I TUOI COMPITI:
1. Rispondi a queste domande sull'articolo su Maduro.
(a) Quanti anni ha appena compiuto Maduro?
(b) Che lavoro svolge Maduro prima di dedicarsi al sindacato?
(c) Come si chiama la portaerei inviata davanti alle coste venezuelane?
2. Continua l'articolo su Maduro a partire dall'ultima frase riportata.

TESTO DI LETTURA:
***
TROPICAL MADURO
IL CAUDILLO PETROLIFERO NEL MIRINO DI TRUMP
Tropical tempesta a stelle e strisce s’attende sulle coste del disgraziato Venezuela di
Nicolas Maduro, il caudillo, che a Caracas cavalca malamente il potere da una dozzina d’anni, moltiplicando l’inflazione, la corruzione e i debiti con Russia e Cina, svendendo il petrolio, riempiendo le carceri di dissidenti e di stranieri, come il nostro Alberto Trentini, da usare come moneta di scambio per futuri ricatti, svuotando i banchi dei supermercati e delle farmacie, arricchendo i ricchi, mandando in malora il ceto medio, affamando e facendo fuggire la sua popolazione che un tempo gli aveva persino creduto.
Maduro, 63 anni appena compiuti, detto “il gallo combattente”, ama il potere, le fanfare e la forza. Con l’esercito, la repressione, le leggi e i giudici ad personam si è fatto padre-padrone del Venezuela. Lo ha demolito un po’ alla volta, fino alle macerie di oggi. Viene da una famiglia cattolica di Caracas. Studia quasi
nulla. Diventa autista d’autobus. Ma la sua vocazione è il sindacato. Lo scala. Entra in politica nel Movimento Rivoluzionario Bolivariano. Diventa parlamentare. Lo scopre la stella nascente del socialismo Hugo Chávez, l’ex colonnello dei paracadutisti, che dopo un tentato golpe e il carcere, nell’anno 1998, diventa presidente. Maduro sarà il suo delfino e dal 2013, il suo erede.
Trump se lo è scelto come nemico perfetto: claudicante, con le spalle al muro nell’angolo più a Nord del cortile di casa, il Sudamerica, il continente che respira, controllato a vista dalla fraterna giurisdizione di Washington che fa e disfa regimi dai tempi della Dottrina Monroe, anno 1823. Tra i nuovi arredi barocchi dello Studio Ovale, Trump ha annunciato “azioni segrete della Cia già in corso” per rovesciarlo. E ha promesso: “Maduro ha i giorni contati”. Lo accusa di essere alla guida di un narco-Stato che attenta alla sicurezza nazionale dell’America spedendo il micidiale Fentanyl, la droga sintetica che ogni anno trasforma 80 mila americani in zombie. E anche se non è vero quasi niente – il Fentanyl viene prodotto in Cina, e i grandi trafficanti stanno in Colombia, Ecuador, Messico – ha spedito la più grande portaerei della Marina, la Gerald Ford, davanti alle sue coste, con i motori che ronfano al minimo. Mentre 10 mila marines sono sbarcati a ottobre sulle sabbie di Porto Rico a mimare una esercitazione militare e sono ancora lì, in attesa. Anche loro si godono lo spettacolo dei motoscafi venezuelani che gli F-35 americani ogni tanto intercettano e affondano, nelle acque internazionali.
***
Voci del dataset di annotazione
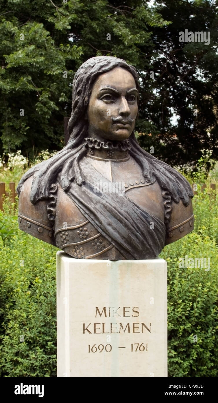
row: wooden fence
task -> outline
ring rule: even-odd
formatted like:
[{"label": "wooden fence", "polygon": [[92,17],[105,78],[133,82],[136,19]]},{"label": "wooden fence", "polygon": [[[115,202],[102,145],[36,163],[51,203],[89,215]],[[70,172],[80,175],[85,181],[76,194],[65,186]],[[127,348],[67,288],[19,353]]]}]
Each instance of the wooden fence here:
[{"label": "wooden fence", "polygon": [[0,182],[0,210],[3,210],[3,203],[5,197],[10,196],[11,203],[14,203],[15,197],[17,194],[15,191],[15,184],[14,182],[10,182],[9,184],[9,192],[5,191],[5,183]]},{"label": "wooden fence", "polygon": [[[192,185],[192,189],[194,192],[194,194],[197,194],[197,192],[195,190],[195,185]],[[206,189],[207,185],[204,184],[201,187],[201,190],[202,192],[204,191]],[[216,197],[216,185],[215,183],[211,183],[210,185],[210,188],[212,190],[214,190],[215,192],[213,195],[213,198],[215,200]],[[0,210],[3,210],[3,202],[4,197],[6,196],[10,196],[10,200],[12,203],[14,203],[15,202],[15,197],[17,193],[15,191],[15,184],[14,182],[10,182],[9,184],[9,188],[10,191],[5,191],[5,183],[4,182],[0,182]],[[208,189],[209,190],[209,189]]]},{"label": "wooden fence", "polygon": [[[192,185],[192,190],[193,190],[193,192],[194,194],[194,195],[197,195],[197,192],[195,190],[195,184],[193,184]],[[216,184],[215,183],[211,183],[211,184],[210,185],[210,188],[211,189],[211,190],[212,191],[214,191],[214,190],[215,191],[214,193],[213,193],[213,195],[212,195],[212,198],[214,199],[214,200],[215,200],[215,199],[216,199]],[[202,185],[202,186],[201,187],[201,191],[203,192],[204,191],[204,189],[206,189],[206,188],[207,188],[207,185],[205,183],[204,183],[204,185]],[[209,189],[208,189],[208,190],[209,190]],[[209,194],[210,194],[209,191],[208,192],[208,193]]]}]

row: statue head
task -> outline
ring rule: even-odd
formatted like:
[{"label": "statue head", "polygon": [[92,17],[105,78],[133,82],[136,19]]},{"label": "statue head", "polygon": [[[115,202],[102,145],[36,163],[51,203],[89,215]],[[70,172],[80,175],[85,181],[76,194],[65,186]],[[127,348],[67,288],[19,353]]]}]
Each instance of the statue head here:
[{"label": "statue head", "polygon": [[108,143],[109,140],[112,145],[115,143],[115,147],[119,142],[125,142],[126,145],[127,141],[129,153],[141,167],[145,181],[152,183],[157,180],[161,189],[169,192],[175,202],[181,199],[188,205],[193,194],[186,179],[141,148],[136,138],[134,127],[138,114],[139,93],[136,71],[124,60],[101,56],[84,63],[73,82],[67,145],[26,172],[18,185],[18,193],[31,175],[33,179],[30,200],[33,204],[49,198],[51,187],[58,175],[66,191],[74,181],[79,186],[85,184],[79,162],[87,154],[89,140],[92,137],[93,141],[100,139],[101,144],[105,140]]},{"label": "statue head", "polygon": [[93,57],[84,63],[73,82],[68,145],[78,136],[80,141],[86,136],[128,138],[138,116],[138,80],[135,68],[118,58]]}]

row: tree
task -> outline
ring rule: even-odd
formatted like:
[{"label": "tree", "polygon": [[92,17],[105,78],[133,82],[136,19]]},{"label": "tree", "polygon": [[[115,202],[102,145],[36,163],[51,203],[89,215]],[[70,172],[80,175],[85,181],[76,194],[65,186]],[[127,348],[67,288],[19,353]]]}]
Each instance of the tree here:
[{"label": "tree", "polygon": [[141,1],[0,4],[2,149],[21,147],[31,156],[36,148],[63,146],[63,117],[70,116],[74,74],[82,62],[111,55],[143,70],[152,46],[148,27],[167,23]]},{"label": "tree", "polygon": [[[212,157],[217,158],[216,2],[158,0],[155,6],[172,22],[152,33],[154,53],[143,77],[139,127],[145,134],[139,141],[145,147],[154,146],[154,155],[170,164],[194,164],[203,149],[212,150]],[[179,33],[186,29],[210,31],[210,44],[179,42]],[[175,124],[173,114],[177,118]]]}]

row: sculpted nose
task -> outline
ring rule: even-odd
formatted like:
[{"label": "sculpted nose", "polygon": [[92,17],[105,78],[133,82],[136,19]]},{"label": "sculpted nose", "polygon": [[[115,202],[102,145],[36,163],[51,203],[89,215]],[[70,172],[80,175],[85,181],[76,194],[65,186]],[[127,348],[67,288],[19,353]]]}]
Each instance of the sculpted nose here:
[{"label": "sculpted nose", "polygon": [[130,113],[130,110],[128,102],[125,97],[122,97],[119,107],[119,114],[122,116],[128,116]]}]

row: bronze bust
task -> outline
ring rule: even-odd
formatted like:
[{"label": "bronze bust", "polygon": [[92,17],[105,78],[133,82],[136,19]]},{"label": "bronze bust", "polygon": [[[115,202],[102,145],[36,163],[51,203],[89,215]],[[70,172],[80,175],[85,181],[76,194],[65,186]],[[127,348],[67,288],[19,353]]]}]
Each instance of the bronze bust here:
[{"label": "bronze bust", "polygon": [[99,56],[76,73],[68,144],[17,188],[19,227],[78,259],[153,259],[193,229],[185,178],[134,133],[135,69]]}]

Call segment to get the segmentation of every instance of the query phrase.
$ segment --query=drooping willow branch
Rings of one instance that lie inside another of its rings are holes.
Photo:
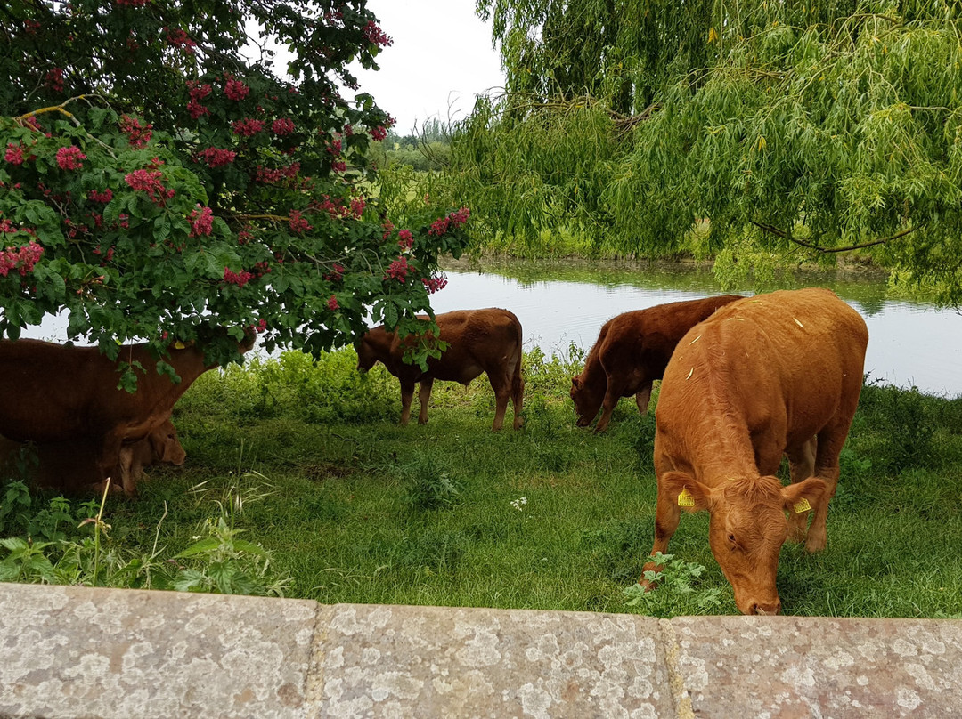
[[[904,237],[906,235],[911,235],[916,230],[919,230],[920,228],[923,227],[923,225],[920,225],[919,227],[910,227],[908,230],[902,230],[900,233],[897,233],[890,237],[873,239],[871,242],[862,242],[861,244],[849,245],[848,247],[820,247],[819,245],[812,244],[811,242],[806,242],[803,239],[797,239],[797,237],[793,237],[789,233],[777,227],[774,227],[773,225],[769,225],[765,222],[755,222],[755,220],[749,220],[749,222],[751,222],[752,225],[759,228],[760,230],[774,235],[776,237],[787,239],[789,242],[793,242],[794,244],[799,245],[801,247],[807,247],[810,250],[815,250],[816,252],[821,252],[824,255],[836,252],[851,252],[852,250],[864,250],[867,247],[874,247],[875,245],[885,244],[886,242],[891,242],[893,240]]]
***
RISPOSTE AI COMPITI:
1.
(a) 63 anni.
(b) L'autista d'autobus.
(c) Gerald Ford.

2.
“Sono narcos”, recita l’accusa sulle immagini gentilmente concesse dal Pentagono alle tv del mondo, ogni missile un centro, come un videogioco, niente audio, niente sangue, solo uno sbuffo di fumo e un monito: ecco come trattiamo i nemici dell’America. Anche se nessuna legge lo consente, tranne quella della forza.
Maduro fa più o meno lo stesso sulla terraferma, in patria. L’ultimo World Report sui diritti umani è impietoso: niente libertà di parola, niente indipendenza della magistratura. I media sono controllati dal regime. La polizia abusa dei suoi poteri, arresta senza mandato e senza spiegazioni.
Le carceri sono un buco nero.
L’economia è al collasso: non c’è lavoro, non c’è cibo, non c’è
futuro. Tre milioni di venezuelani sono in fuga verso la Colombia e il Perù. L’iperinflazione ha trasformato il Boliver in coriandoli. La disperazione ha moltiplicato i conflitti e la repressione.
E pensare che nel 1971 il Venezuela, 25 milioni di abitanti ai tempi, in gran parte meticci, classe dirigente bianca, per lo più spagnola e italiana, era lo Stato più ricco del Sud America. Galleggiava su 330 miliardi di barili del petrolio più pregiato al mondo. Lo avvantaggiava la dolcezza del clima, la fertilità della terra, le altre ricchezze minerarie. Il benessere faceva contenti tutti. Nessuno pensava a investimenti e riforme. Così che quando negli anni 80 il petrolio precipita da 106 a 32 dollari, il cambio di stagione diventa una voragine, il Pil si dimezza, la povertà raddoppia, i ricchi si prendono quel che resta.
Saltano le casse dello Stato.
Interviene il Fondo monetario internazionale che offre prestiti e chiede tagli sociali. Monta la protesta, fino alla strage del febbraio 1989, quando per arginare le manifestazioni di Caracas, esce dalle caserme l’esercito, spara, 380 morti.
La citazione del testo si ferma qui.